Can you reproduce the material below with each "across the entire image" replaced by "anywhere in the picture" and everything else unchanged, leaving out the pictures?

───── Material to process ─────

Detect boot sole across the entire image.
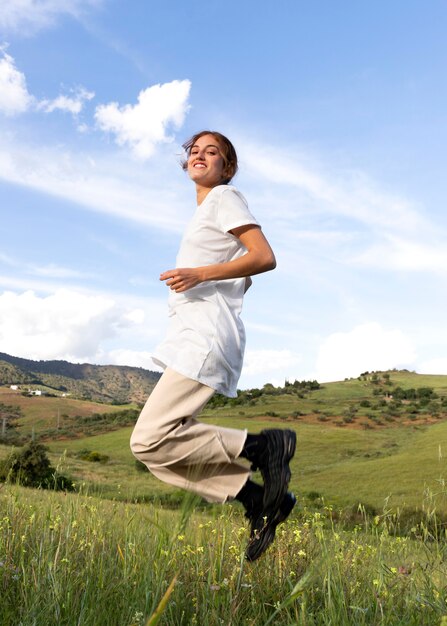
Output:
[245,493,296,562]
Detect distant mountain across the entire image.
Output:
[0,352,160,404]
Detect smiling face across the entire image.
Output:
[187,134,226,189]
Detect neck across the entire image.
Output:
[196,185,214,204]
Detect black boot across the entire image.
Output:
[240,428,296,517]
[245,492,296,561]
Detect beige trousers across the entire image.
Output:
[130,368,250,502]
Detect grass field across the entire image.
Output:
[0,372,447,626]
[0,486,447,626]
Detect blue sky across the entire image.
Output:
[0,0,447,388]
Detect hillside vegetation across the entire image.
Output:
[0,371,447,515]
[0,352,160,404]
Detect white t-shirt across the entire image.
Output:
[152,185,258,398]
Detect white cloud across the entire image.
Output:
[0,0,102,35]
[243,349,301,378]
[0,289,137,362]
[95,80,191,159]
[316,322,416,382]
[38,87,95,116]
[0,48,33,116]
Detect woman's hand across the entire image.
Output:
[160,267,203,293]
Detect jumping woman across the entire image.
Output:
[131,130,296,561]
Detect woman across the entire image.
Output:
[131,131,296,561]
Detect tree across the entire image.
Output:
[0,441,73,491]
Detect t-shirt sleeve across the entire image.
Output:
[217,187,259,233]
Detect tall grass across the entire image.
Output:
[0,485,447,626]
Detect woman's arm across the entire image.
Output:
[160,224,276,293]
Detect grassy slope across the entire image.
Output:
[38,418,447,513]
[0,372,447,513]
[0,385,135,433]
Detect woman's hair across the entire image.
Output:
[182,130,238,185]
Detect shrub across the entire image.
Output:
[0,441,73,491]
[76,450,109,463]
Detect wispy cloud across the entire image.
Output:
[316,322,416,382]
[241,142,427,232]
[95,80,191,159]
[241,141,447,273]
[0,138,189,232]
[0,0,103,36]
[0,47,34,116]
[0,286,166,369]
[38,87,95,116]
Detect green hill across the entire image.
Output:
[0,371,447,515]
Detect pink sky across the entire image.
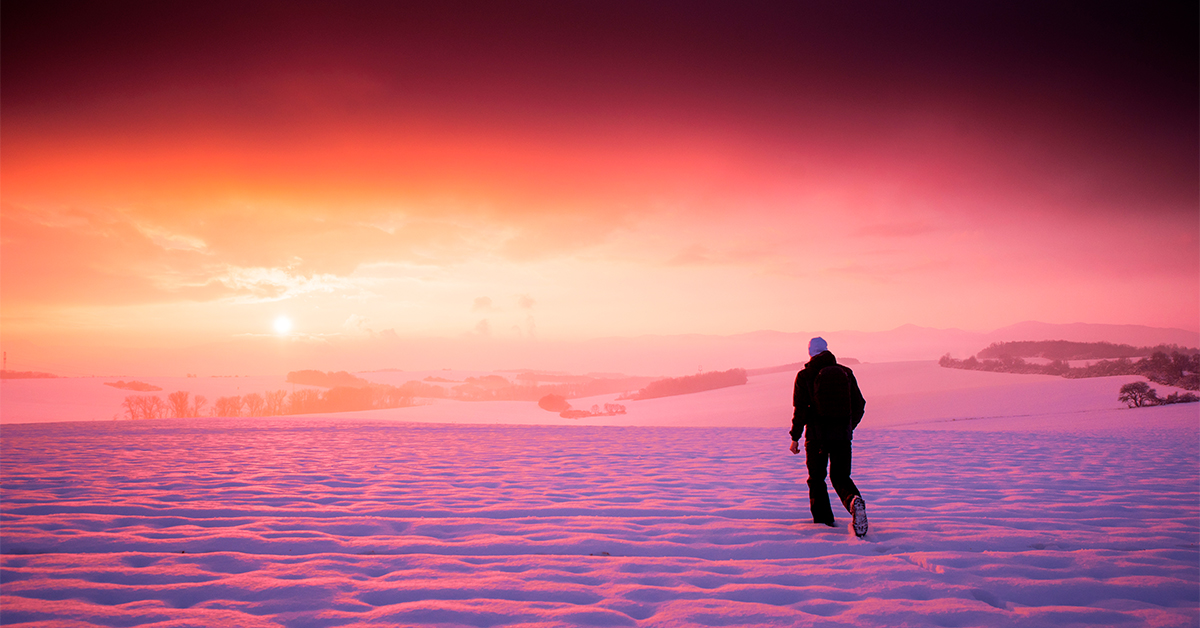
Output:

─────

Answer to the task
Detect boot sole anywhere in the picture.
Output:
[245,493,296,562]
Detect distant mountain anywhere in the picture.
Output:
[0,352,160,404]
Detect smiling face anywhere in the picture.
Output:
[187,134,226,189]
Detect neck anywhere in the picture.
Output:
[196,185,214,204]
Detect black boot anywhere in the picture.
Output:
[240,428,296,517]
[245,492,296,561]
Detect beige trousers anywhere in the picture.
Output:
[130,368,250,502]
Detect grass field anywhere in the picture.
Output:
[0,372,447,626]
[0,486,447,626]
Detect blue sky anywhere in the picture.
Output:
[0,0,447,388]
Detect hillside vegetation anywhere in the picture.
Output:
[0,371,447,515]
[0,352,160,404]
Detect white t-shirt anywhere in the picture.
Output:
[152,185,258,398]
Detect white cloud anywhere in the picture.
Output:
[0,0,102,35]
[243,349,301,378]
[0,289,137,362]
[95,80,191,159]
[316,322,416,382]
[38,87,95,116]
[0,48,33,116]
Detect woman's hand anywhere in the picture.
Output:
[160,267,203,293]
Detect jumping woman anywhere in the picture.
Output:
[131,130,296,561]
Detect woman anywhere in the picture.
Output:
[131,131,296,561]
Detect tree anywhere in the picture.
Output:
[0,441,73,491]
Detect t-shirt sleeve anywhere in the picture.
Output:
[217,187,259,233]
Detect tall grass anywhere in the picture.
Output:
[0,485,447,626]
Detect woman's arm anywhere in the picture.
Output:
[160,224,276,293]
Detect grassy slope anywhere in the picture.
Output:
[38,418,447,513]
[0,372,447,513]
[0,385,135,433]
Detect woman's hair anywhere in the picture.
Output:
[182,130,238,185]
Detect shrub anywhere in the picture.
Output:
[0,441,73,491]
[76,450,109,463]
Detect wispy cloud anywhere in the picture.
Output:
[316,322,416,382]
[241,142,427,232]
[95,80,191,159]
[241,141,447,273]
[0,138,189,232]
[0,0,103,36]
[0,47,34,116]
[0,286,166,369]
[38,87,95,116]
Detect green hill anywhere in the picture.
Output:
[0,371,447,515]
Detect pink sky anywhere in the picture.
Output:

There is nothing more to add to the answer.